What you are asked to do
Please write out the complete listing that follows, exactly as it reads.

Coordinate annotation records:
::::::::

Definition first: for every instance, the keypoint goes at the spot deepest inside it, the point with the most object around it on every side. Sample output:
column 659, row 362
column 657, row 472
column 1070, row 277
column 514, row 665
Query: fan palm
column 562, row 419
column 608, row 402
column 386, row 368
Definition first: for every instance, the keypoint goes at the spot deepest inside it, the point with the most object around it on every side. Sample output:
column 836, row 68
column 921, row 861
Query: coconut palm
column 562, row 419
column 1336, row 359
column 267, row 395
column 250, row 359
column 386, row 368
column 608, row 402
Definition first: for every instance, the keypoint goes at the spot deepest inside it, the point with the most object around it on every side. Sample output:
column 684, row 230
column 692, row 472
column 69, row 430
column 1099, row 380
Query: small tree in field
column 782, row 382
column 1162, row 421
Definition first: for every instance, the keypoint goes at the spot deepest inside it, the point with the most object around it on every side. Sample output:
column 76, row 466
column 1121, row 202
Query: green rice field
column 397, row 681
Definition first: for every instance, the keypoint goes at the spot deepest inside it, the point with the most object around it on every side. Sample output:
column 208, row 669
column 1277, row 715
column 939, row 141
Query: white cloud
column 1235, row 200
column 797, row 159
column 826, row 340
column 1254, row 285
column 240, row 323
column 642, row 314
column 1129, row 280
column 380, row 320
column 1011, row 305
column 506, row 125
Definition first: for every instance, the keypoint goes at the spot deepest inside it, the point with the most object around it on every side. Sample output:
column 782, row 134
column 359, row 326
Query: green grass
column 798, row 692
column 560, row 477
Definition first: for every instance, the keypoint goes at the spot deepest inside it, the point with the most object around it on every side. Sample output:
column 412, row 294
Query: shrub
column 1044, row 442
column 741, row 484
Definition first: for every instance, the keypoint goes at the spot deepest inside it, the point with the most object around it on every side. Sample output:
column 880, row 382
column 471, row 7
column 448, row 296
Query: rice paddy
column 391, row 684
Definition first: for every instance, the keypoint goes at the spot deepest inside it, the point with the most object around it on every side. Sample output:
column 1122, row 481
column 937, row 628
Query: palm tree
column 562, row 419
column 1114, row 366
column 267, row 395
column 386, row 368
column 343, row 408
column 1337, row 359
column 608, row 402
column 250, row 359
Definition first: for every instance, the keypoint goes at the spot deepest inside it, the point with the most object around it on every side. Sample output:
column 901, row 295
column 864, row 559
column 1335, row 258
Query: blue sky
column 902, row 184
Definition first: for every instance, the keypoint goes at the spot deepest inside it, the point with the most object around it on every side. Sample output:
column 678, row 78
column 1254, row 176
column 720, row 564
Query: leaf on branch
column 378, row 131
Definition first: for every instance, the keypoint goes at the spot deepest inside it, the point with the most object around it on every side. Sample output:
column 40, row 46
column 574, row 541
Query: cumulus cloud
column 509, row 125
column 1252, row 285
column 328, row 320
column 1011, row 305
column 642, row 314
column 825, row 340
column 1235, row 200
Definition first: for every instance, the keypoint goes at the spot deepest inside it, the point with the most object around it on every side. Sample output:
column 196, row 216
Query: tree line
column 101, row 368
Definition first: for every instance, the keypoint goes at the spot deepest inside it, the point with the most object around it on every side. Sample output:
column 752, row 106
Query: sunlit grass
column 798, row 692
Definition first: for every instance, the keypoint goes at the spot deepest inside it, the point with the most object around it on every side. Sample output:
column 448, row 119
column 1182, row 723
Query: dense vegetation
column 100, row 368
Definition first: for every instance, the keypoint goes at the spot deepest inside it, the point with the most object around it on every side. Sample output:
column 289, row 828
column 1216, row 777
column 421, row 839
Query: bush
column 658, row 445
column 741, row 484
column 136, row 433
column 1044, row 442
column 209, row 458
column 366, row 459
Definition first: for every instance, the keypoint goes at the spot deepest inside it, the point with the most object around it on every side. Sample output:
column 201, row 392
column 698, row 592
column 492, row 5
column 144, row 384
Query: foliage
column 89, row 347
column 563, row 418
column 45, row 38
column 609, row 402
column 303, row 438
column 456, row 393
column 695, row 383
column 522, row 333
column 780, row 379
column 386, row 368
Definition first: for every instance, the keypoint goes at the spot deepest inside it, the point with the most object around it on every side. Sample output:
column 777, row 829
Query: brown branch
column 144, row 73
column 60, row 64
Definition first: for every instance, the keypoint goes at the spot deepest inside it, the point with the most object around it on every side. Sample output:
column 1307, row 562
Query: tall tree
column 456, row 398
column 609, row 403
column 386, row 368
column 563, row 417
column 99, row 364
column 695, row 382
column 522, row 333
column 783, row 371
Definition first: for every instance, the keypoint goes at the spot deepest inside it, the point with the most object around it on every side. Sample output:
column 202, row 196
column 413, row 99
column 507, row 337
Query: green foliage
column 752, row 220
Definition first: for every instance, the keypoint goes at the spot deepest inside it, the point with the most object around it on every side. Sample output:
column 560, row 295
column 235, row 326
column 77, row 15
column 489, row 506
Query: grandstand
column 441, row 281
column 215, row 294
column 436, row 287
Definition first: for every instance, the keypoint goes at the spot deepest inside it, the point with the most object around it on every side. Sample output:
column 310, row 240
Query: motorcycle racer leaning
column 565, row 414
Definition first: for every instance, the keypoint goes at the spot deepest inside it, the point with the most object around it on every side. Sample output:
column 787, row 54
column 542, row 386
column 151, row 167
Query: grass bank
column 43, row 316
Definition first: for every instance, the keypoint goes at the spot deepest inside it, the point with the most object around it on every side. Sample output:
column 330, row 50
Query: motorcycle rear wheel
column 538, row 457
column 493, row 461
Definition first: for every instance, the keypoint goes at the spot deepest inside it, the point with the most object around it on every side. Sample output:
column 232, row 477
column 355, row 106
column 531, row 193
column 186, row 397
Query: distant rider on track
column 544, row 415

::::::::

Output for this task
Definition first: for every instance, the keypoint goes at the spot deepest inside it, the point with the most object around it on every side. Sample output:
column 659, row 362
column 657, row 472
column 1070, row 277
column 514, row 665
Query: fan palm
column 562, row 419
column 608, row 402
column 386, row 368
Definition first: for every instance, the keypoint goes at the spot deepest inside it, the point with the most object around it on every side. Sample output:
column 836, row 68
column 921, row 861
Query: coconut palm
column 562, row 419
column 1336, row 359
column 267, row 395
column 250, row 359
column 386, row 368
column 608, row 402
Definition first: for every instance, the keypoint goes at the spot deepest inside it, the point with the most object around it on every side. Sample output:
column 684, row 230
column 692, row 472
column 69, row 430
column 1099, row 380
Query: small tree in field
column 782, row 382
column 1162, row 421
Definition first: for every instance, the keypoint goes at the spot deepest inside it, the point with the most object around it on every side. Sample output:
column 76, row 466
column 1121, row 202
Query: green rice field
column 397, row 681
Definition first: for every instance, the keypoint goes at the spot deepest inside it, the point with the most object around it on every side. Sample output:
column 208, row 669
column 1277, row 715
column 939, row 141
Query: white cloud
column 1235, row 200
column 797, row 159
column 826, row 340
column 1254, row 285
column 240, row 323
column 642, row 314
column 1129, row 280
column 380, row 320
column 1011, row 305
column 506, row 125
Definition first: for every instance, the keypoint goes at the spot deepest inside it, the point with the most object around it on every side. Sample output:
column 782, row 134
column 359, row 326
Query: green grass
column 798, row 692
column 560, row 477
Definition first: for every instance, the keypoint goes at the spot deepest inside it, the point with the most object around it on every side. Sample output:
column 412, row 294
Query: shrub
column 1044, row 442
column 741, row 484
Definition first: for every instance, the keypoint goes at the spot deepest inside it, the point with the most object around it on every side. Sample output:
column 880, row 382
column 471, row 7
column 448, row 296
Query: rice paddy
column 391, row 684
Definition first: for every instance, the keypoint goes at the spot deepest inside it, the point with the most object around it on every side. Sample output:
column 1122, row 481
column 937, row 628
Query: palm tree
column 562, row 419
column 1114, row 366
column 267, row 395
column 386, row 368
column 343, row 408
column 1337, row 359
column 608, row 402
column 250, row 359
Definition first: for every instance, the keypoint goes at the spot deepest inside it, the point with the most object around it on every side. Sample output:
column 901, row 295
column 864, row 559
column 1335, row 258
Query: blue sky
column 902, row 184
Definition first: for every instance, the keypoint goes at the spot deepest inside it, the point with the most object around it on every side. Sample output:
column 678, row 78
column 1254, row 176
column 720, row 564
Query: leaf on branch
column 378, row 131
Definition first: for every instance, the keypoint goes at the spot deepest inside it, the point with the most object around it on every side. Sample output:
column 40, row 46
column 574, row 541
Query: cumulus cloud
column 509, row 125
column 1252, row 285
column 328, row 320
column 1011, row 305
column 642, row 314
column 825, row 340
column 1235, row 200
Definition first: for every instance, the keypoint goes at the spot deepest inside it, the point with the most object around it on every side. Sample output:
column 196, row 216
Query: tree line
column 101, row 368
Definition first: for every instance, the keypoint goes at the spot deepest inside it, the point with the most object around it on every side. Sample output:
column 752, row 106
Query: sunlit grass
column 798, row 692
Definition first: for every instance, the keypoint goes at the spot deepest inside it, the point with the most object around it on every side. Sample output:
column 448, row 119
column 1182, row 723
Query: dense vegetation
column 100, row 368
Definition first: for every instance, the keypoint goes at the spot deepest inside it, the point with the most object around it on every side. Sample output:
column 289, row 828
column 1216, row 777
column 421, row 839
Query: bush
column 658, row 445
column 741, row 484
column 136, row 433
column 1044, row 442
column 209, row 458
column 366, row 459
Definition first: for every instance, the keypoint goes at the spot deepest inside it, the point with the most object around it on every side. Sample output:
column 201, row 392
column 698, row 592
column 492, row 5
column 144, row 384
Query: foliage
column 89, row 347
column 563, row 418
column 45, row 38
column 609, row 402
column 303, row 438
column 456, row 393
column 695, row 383
column 522, row 333
column 780, row 379
column 386, row 368
Definition first: for every instance, the keypoint goes at the spot deepest inside it, the point with the most object around it on every side. Sample output:
column 777, row 829
Query: brown branch
column 144, row 73
column 60, row 64
Definition first: for every instance, the keypoint goes at the spot deepest inside it, the point with the most object around it on every side. Sample output:
column 1307, row 562
Query: tall tree
column 456, row 398
column 609, row 403
column 386, row 368
column 563, row 417
column 99, row 364
column 695, row 382
column 522, row 333
column 783, row 371
Definition first: for every instance, the keypoint goes at the spot deepest inside it, the point with the most object around it on every side. Sample output:
column 202, row 196
column 413, row 99
column 507, row 337
Query: green foliage
column 752, row 220
Definition first: for every instance, the keypoint goes at the spot deepest inside it, the point with the most object around it on every side. Sample output:
column 560, row 295
column 235, row 326
column 77, row 15
column 489, row 506
Query: grandstand
column 441, row 281
column 215, row 294
column 436, row 287
Definition first: for every instance, the keypoint goes at the spot deepest inside it, the point with the most object around it on every side. Sample output:
column 310, row 240
Query: motorcycle racer leaning
column 565, row 414
Definition first: for every instance, the keypoint goes at the spot deepest inside it, the point with the most object around it on every side. Sample output:
column 787, row 54
column 542, row 386
column 151, row 167
Query: grass bank
column 43, row 316
Definition first: for every instance, the keypoint goes at the spot deepest inside it, the point with the most object around it on every side. Sample output:
column 330, row 50
Query: motorcycle rear wheel
column 538, row 457
column 493, row 461
Definition first: for every instance, the keypoint goes at the spot deepest inside it, the point with the most object around it on every side. Sample output:
column 232, row 477
column 355, row 106
column 531, row 193
column 186, row 397
Query: distant rider on track
column 544, row 415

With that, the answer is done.